● WHAT NEEDS TO BE DONE
Reproduce each of the items below in full, requests included, and shift every x and y coordinate value in the answers up by 117.

Items in a dataset
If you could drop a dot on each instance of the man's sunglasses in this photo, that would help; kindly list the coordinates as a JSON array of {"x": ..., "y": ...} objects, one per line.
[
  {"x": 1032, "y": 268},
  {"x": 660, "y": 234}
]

● ANSWER TO THIS TASK
If you could drop a dot on each instance of the man's sunglasses in this photo, that would help; kindly list the coordinates as a JSON array of {"x": ..., "y": ...} objects, one per line.
[
  {"x": 1149, "y": 385},
  {"x": 777, "y": 351}
]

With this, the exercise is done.